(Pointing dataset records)
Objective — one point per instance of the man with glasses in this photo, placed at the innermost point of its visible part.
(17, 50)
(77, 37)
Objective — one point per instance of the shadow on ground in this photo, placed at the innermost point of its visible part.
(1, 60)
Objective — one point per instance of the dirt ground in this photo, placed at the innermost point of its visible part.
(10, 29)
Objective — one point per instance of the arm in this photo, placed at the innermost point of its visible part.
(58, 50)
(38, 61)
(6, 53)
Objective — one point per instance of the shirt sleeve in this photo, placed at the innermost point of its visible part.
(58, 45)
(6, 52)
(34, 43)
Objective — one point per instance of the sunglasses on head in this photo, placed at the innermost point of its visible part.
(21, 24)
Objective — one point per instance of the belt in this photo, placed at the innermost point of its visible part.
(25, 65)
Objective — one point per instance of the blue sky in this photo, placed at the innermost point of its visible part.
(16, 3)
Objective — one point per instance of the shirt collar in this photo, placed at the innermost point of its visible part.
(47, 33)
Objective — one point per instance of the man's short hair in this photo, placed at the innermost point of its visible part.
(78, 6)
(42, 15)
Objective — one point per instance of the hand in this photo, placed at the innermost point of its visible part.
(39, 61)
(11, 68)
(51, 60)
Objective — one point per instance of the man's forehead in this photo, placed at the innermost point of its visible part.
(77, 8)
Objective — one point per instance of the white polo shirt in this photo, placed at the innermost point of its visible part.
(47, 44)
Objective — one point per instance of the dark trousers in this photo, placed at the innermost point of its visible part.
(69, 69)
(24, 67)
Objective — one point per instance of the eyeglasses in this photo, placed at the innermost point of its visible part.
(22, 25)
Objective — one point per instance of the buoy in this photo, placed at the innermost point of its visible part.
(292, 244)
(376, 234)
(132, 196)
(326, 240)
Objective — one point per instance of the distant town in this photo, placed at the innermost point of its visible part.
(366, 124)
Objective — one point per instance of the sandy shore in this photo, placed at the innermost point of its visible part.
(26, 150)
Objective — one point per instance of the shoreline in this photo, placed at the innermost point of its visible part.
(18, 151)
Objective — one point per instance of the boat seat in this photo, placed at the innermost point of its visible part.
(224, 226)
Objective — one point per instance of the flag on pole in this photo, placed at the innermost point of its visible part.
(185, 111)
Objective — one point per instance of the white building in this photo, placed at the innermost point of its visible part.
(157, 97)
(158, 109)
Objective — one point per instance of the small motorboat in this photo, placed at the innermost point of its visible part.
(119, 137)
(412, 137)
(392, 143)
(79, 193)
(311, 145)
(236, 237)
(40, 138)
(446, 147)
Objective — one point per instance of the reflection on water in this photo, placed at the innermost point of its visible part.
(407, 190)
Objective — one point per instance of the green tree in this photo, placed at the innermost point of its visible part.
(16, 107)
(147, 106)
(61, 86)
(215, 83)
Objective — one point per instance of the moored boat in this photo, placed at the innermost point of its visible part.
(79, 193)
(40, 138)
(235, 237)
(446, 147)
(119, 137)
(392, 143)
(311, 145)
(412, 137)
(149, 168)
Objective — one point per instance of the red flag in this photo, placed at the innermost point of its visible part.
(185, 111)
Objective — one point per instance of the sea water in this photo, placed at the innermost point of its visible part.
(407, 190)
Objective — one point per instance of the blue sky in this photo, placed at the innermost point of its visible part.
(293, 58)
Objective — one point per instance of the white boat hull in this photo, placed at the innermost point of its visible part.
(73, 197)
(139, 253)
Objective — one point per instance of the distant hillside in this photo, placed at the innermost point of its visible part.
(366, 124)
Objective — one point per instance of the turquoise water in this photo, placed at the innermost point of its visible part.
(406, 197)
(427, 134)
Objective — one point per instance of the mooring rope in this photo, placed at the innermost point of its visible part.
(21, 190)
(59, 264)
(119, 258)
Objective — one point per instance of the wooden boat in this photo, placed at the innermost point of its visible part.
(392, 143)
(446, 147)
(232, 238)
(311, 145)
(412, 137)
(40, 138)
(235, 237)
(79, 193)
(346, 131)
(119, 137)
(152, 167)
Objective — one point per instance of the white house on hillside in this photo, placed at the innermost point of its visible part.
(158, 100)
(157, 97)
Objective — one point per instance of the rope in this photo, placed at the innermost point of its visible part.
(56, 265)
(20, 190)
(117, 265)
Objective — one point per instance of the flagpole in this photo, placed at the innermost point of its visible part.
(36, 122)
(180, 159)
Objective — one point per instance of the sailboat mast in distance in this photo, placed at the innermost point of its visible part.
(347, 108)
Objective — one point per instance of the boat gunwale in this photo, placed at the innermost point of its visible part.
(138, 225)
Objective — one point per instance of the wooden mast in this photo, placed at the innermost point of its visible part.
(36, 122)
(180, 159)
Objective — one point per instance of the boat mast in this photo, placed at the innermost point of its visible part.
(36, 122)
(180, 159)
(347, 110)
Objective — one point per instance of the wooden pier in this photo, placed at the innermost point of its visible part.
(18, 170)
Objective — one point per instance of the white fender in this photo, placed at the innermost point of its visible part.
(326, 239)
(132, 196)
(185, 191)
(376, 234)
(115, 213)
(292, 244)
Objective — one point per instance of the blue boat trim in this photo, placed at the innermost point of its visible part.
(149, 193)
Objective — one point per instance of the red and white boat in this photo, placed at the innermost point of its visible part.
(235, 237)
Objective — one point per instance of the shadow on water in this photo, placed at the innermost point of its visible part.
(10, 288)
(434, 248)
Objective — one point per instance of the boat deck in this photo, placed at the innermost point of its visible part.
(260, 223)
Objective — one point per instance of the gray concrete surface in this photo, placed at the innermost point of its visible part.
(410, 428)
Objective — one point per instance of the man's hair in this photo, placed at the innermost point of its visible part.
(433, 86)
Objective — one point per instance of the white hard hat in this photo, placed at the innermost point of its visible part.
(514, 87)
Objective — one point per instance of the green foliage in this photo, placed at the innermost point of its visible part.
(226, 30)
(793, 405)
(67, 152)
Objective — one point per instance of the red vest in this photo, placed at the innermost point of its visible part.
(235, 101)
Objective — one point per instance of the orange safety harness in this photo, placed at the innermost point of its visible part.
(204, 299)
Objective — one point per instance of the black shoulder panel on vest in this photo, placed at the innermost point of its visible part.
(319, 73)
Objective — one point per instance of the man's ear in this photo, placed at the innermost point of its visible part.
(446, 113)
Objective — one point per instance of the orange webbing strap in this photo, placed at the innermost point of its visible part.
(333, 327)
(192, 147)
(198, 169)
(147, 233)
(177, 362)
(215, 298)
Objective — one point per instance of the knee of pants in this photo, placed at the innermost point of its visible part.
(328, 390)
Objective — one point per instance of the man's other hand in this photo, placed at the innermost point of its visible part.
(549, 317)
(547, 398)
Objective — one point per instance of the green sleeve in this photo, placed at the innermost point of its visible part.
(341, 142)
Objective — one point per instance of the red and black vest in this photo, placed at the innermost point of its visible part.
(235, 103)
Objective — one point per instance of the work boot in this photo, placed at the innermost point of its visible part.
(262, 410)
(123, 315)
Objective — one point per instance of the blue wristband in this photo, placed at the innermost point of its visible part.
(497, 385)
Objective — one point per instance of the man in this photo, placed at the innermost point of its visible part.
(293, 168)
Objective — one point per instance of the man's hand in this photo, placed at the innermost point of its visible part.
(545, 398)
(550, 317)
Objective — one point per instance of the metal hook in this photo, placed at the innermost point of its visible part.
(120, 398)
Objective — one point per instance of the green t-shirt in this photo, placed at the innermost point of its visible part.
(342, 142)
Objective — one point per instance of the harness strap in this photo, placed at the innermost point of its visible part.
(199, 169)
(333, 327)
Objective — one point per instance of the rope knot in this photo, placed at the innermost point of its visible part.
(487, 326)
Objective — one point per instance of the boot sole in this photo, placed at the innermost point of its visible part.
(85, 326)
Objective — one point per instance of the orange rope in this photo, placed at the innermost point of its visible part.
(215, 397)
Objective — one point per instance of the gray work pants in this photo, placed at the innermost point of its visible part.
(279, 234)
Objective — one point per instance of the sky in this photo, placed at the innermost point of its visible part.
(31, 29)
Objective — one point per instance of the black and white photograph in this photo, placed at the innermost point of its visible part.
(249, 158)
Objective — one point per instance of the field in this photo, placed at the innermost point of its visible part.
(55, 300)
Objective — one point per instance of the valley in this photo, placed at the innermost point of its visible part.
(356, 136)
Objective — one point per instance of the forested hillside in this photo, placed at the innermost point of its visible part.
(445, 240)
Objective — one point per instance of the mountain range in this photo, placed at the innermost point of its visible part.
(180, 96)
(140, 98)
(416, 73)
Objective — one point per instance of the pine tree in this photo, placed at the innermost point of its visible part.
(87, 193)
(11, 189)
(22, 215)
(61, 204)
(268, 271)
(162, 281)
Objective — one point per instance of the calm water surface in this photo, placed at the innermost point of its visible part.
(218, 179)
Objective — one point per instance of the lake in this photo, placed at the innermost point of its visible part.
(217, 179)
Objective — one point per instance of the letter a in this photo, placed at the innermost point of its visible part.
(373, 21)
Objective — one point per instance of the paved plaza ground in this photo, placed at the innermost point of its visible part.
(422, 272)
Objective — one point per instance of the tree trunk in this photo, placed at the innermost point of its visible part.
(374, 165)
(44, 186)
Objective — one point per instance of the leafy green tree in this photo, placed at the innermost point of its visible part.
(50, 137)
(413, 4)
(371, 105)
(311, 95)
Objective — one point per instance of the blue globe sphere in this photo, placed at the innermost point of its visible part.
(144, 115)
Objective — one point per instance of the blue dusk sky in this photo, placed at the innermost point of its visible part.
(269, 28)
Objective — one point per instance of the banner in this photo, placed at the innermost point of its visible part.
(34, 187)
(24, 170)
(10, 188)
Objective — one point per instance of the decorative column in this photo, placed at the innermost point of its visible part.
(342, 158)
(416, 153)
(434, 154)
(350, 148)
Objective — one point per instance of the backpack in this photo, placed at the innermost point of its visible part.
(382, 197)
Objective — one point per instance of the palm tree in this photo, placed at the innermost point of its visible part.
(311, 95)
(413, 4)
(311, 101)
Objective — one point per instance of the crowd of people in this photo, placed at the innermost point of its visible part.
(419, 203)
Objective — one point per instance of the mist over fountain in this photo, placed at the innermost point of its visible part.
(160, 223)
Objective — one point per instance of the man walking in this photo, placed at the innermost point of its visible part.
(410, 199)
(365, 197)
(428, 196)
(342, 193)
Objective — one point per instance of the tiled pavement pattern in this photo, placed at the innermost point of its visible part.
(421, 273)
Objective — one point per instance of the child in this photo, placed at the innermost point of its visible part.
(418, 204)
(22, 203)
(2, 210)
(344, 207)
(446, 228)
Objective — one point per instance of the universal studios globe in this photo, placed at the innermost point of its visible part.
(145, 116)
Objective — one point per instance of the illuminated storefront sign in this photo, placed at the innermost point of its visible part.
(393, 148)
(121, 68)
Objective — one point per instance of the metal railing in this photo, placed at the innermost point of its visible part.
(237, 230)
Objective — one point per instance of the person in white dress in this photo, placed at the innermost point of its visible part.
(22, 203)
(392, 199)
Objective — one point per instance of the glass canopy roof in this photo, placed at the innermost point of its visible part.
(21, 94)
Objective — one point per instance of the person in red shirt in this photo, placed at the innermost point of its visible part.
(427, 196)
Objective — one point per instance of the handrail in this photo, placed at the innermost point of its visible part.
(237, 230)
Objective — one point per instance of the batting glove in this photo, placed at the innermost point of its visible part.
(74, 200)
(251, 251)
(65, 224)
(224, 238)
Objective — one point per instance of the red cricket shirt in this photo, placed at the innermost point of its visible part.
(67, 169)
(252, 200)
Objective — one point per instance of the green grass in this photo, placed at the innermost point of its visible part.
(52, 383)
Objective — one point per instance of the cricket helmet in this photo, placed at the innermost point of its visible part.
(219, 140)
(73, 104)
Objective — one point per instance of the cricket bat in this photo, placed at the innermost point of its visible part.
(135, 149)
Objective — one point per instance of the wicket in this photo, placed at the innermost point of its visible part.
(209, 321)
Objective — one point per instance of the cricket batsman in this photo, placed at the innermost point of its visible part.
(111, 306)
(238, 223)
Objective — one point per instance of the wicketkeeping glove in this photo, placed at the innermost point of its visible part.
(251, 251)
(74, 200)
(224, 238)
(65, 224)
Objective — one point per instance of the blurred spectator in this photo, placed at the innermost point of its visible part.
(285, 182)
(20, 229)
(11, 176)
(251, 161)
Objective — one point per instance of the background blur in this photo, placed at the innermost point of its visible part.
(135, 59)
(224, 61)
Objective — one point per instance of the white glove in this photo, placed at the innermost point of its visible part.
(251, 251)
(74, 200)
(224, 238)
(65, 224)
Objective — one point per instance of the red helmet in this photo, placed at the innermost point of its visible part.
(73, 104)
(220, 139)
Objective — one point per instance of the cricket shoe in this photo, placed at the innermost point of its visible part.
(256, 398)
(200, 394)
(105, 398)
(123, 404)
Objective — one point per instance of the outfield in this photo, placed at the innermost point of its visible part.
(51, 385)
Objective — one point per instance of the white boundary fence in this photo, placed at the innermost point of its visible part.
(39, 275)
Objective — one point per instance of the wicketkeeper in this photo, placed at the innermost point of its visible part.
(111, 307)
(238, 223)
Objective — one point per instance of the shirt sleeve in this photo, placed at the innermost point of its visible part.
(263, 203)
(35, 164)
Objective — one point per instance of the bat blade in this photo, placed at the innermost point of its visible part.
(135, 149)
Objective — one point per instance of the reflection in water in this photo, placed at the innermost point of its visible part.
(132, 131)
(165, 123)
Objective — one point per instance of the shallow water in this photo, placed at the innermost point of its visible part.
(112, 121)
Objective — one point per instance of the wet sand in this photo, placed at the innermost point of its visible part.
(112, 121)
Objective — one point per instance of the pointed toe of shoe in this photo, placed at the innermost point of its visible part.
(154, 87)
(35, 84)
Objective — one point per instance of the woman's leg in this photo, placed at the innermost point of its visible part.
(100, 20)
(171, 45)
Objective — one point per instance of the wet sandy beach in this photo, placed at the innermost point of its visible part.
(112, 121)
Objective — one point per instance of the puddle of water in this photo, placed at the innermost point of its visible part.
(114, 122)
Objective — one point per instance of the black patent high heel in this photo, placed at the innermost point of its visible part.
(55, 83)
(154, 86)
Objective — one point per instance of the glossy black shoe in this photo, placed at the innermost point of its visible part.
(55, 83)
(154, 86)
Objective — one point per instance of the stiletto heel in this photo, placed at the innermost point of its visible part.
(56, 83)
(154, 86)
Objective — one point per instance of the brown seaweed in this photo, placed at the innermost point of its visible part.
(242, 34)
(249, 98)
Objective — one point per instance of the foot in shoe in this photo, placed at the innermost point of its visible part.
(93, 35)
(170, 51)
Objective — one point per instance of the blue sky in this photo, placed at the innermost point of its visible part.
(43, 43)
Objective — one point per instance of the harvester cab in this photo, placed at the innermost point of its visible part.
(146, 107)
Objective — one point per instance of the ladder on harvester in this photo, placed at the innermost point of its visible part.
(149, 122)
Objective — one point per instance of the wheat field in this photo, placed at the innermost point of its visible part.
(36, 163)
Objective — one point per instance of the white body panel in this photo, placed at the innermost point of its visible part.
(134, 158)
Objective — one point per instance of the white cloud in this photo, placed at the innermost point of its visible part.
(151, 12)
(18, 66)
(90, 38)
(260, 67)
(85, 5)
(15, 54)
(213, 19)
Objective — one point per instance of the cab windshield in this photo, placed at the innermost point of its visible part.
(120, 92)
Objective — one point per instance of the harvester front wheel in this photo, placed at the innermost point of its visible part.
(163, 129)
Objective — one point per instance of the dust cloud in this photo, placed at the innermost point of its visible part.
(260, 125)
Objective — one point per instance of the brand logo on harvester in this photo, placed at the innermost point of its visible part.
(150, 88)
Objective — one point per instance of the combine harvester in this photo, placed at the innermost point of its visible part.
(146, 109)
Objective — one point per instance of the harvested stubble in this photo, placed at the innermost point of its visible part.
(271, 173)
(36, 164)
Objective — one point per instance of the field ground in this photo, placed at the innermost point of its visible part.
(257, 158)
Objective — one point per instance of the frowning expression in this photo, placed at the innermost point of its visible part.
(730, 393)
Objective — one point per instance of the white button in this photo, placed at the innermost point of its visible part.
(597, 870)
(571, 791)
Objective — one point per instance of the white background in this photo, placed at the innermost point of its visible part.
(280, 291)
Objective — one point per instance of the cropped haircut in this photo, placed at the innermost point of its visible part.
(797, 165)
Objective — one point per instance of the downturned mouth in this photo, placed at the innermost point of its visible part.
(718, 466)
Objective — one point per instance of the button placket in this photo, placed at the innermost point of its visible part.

INSTRUCTION:
Find the line containing "Objective — one point per instance of the harvester front", then output it and every line after it to the end of the data, exactly.

ANSWER FOR THE TASK:
Objective — one point per instance of the harvester front wheel in this photo, placed at the innermost point of its visible part.
(163, 129)
Objective — one point per instance of the dust cloud in this photo, placed at the innermost point of its visible part.
(260, 125)
Objective — one point per instance of the brand logo on harvester in this photo, placed at the innermost point of its visible part.
(150, 88)
Objective — one point per instance of the combine harvester in this photo, placed at the innermost point of its visible part.
(146, 109)
Objective — one point per instance of the harvested stubble in this photo, placed at the innermost point of its visible part.
(271, 173)
(36, 164)
Objective — one point per instance of the field ground in this photo, placed at the innermost point of its visible part.
(257, 158)
Objective — one point per instance of the frowning expression in this photo, placed at the innermost point of its visible part.
(730, 393)
Objective — one point per instance of the white button in this photo, placed at the innermost point of its visible part.
(597, 870)
(571, 791)
Objective — one point per instance of the white background in this photo, placed at the innermost point of its visible part.
(280, 291)
Objective — one point per instance of the cropped haircut in this photo, placed at the innermost point of its visible part.
(797, 165)
Objective — one point per instance of the downturned mouth in this photo, placed at the innermost point of its visible part.
(718, 466)
Objective — one point per instance of the button placket in this photo, placed at the innermost point of its visible part.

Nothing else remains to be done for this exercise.